#### Your instructions
Write out the whole listing, matching it exactly.

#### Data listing
--- begin ---

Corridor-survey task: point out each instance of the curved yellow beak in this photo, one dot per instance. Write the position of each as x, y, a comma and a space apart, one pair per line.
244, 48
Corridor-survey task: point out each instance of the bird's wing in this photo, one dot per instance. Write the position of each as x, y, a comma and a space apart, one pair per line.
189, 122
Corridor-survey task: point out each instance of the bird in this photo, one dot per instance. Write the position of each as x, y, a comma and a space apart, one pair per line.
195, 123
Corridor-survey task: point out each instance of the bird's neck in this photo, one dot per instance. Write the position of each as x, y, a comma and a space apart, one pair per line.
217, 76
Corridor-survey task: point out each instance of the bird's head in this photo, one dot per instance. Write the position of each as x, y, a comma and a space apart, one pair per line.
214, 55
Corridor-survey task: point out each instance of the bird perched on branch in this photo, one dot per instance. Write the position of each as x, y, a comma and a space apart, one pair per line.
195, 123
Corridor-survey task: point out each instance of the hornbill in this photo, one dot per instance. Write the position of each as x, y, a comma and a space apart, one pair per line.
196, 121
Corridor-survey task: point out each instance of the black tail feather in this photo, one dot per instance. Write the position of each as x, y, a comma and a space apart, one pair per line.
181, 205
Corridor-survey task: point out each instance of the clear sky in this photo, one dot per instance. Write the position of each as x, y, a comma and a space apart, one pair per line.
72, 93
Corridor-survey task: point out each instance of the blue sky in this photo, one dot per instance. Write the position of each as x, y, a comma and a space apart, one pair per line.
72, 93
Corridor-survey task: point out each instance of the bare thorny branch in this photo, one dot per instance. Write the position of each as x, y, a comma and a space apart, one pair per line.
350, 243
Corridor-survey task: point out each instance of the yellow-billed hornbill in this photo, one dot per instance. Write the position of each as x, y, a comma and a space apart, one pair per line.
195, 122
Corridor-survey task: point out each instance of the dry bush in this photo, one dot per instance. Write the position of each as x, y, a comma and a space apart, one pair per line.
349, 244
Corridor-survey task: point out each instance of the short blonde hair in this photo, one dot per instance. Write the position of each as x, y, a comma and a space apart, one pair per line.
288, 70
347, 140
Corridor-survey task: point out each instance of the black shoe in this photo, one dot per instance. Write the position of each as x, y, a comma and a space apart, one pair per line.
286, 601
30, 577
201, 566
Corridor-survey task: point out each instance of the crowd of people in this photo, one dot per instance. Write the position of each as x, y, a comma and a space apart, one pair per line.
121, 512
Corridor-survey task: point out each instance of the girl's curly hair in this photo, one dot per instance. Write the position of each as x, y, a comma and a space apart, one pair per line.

--- end ---

#### Written solution
Corridor-survey task: point out each instance of the curved yellow beak in this photo, one dot per instance. Write the position of each as x, y, a comma and a space apart, one pair per line.
244, 48
Corridor-survey task: point out each instance of the bird's wing in this photo, one dot per instance. Write the position of each as x, y, a comma and a space apart, one pair per line.
189, 122
Corridor-survey task: point out each instance of the bird in this photo, one dot per instance. Write the position of each as x, y, a comma and a space apart, one pair per line.
195, 123
Corridor-survey task: point out each instance of the bird's neck in this photo, one dot per instance. Write the position of each as x, y, a comma and a space apart, one pair per line.
217, 76
Corridor-survey task: point out each instance of the bird's head in this photo, one dot per instance. Write the position of each as x, y, a comma and a space apart, one pair per line.
214, 55
Corridor-survey task: point out each instance of the bird perched on branch in this photo, one dot per instance. Write the position of each as x, y, a comma and a space apart, one pair per line.
195, 123
Corridor-survey task: point out each instance of the hornbill in this photo, one dot per instance. Write the position of each as x, y, a comma and a space apart, one pair per line.
196, 121
Corridor-survey task: point out each instance of the black tail feather in this photo, one dot per instance. Write the position of each as x, y, a comma and a space apart, one pair per line.
181, 205
Corridor-survey task: point out each instance of the clear sky in this photo, one dot per instance. Write the position of each as x, y, a comma and a space apart, one pair per line.
72, 93
Corridor-survey task: point out each instance of the blue sky in this photo, one dot per instance. Write the position of each as x, y, a comma and a space apart, one pair per line.
72, 93
Corridor-survey task: point out each instance of the bare thorny branch in this photo, one dot per instance. Write the position of each as x, y, a comma and a space apart, one pair per line.
350, 243
Corridor-survey task: point out each instance of the yellow-billed hornbill in this photo, one dot per instance. Write the position of each as x, y, a comma and a space apart, one pair per line.
195, 122
Corridor-survey task: point out each instance of the dry bush in this photo, one dot per instance. Write the position of each as x, y, a comma and a space apart, one pair per line.
349, 244
Corridor-survey task: point out each instance of the short blonde hair in this photo, one dot per instance. Write the position of each as x, y, a comma and a space apart, one pair per line.
288, 70
347, 140
Corridor-survey task: point out each instance of the black shoe in this photo, one dot per instance. Write the position of each as x, y, a comma and a space apart, one pair per line.
286, 601
30, 577
201, 566
Corridor-survey task: point out each instance of the crowd of people in this photo, one dot per instance. Write the position of each as x, y, a comma and a space apart, one pair per line.
121, 512
Corridor-survey task: point out each instance of the girl's curly hair in this photo, one dot per instance. Write the position of each as x, y, a comma and a space apart, one pair per line.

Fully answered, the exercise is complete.